*AIM*:
Filter the items below and copy every line that contains the string "swan".

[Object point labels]
_ _ _ _

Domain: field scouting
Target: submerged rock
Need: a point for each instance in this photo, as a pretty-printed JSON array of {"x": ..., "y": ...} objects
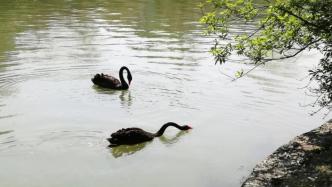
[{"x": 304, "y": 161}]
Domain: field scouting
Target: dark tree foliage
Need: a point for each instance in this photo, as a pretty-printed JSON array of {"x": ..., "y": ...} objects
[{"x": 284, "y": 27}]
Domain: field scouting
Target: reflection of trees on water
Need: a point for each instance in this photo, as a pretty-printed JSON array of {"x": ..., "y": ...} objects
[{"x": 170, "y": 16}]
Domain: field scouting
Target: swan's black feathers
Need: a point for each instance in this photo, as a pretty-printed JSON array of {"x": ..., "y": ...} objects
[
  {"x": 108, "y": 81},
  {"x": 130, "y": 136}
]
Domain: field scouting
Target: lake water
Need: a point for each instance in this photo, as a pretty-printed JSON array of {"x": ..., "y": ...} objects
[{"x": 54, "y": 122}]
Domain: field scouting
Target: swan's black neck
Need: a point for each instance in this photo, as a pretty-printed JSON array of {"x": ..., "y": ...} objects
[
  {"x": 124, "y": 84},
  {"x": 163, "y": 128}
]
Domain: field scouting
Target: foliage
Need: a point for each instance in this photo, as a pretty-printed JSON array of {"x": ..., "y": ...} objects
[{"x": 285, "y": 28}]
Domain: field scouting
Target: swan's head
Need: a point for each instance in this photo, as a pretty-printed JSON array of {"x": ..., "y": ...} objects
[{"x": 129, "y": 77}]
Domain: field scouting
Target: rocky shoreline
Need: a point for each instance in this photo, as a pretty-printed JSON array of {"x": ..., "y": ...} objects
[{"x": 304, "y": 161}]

_ _ _ _

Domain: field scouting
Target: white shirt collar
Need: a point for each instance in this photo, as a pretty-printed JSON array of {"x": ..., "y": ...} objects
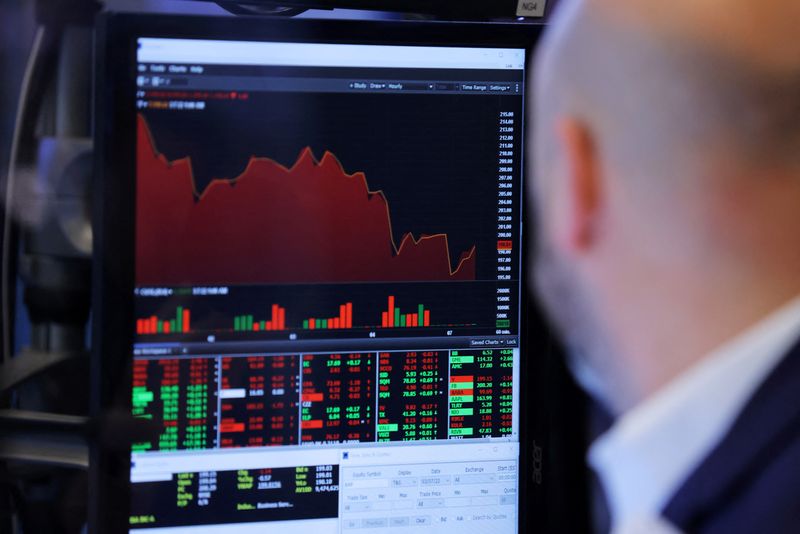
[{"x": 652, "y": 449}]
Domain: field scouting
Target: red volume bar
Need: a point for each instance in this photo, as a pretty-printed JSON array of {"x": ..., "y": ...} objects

_ _ _ _

*TASK ANSWER*:
Target: swan's black feathers
Target: swan's black neck
Target: swan's head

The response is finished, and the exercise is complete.